MATERIAL PROVIDED:
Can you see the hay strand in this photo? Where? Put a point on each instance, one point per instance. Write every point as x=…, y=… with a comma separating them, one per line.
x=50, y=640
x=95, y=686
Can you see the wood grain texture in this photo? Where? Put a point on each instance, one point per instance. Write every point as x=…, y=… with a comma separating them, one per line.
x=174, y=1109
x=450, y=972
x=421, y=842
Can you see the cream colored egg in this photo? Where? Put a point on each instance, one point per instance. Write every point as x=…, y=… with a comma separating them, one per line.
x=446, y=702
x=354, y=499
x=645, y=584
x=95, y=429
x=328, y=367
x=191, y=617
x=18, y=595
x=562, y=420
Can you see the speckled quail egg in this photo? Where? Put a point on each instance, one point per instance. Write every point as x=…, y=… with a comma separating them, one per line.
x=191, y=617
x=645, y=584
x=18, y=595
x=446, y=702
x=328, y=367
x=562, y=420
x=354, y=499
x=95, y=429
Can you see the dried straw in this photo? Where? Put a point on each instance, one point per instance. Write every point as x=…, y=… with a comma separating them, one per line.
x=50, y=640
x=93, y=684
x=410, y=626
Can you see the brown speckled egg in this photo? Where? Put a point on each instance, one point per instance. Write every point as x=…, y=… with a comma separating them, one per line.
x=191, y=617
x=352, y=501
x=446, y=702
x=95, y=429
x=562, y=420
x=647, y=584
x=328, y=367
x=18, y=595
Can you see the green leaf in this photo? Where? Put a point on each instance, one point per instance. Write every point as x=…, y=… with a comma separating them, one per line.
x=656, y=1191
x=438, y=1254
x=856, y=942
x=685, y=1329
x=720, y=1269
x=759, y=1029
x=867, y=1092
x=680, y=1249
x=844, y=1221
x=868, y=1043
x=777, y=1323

BRIEF: Every line of the data is to be printed again exactly.

EXPECTED OUTPUT:
Can you see the hay strand in this photo? Where? Put a point on each instance, one point per instance. Write every point as x=…, y=… with a comma separating them, one per line.
x=50, y=640
x=95, y=686
Can you see the wood grain texture in this photo? Where? Put a point on each instance, one point per instance. Write every point as x=…, y=… with a comma separating them, one per line.
x=174, y=1109
x=450, y=972
x=421, y=842
Can you see the cream colored egg in this photo? Where? Put a point on each instance, one point per instance. Write every point as x=…, y=… with a comma separating them, one per line.
x=446, y=702
x=354, y=499
x=645, y=584
x=95, y=429
x=328, y=367
x=191, y=617
x=18, y=595
x=562, y=420
Can you see the speckled quail egg in this photo? Where? Put a point on each instance, one point per instance. Write every point as x=…, y=… with a comma separating them, one per line.
x=191, y=617
x=645, y=584
x=18, y=595
x=446, y=702
x=328, y=367
x=562, y=420
x=354, y=499
x=95, y=429
Can you see the dried straw in this photo? Where? Put a point on each instance, one point per instance. Write every point as x=…, y=… with a comma separating them, one per line.
x=50, y=640
x=93, y=684
x=410, y=626
Can you see the brown speckled egg in this photo? Where? Put a point on each instance, one point per instance. Write every point as x=…, y=… with a comma separating them, one per line.
x=191, y=617
x=352, y=501
x=446, y=702
x=95, y=429
x=562, y=420
x=647, y=584
x=328, y=367
x=18, y=595
Can you see the green leaf in this photo? Where? Put a point on each instance, one point per instance. Write every point as x=…, y=… with a comma separating them, one per line.
x=656, y=1191
x=438, y=1254
x=856, y=942
x=685, y=1329
x=720, y=1269
x=759, y=1029
x=867, y=1092
x=680, y=1249
x=844, y=1221
x=868, y=1043
x=777, y=1323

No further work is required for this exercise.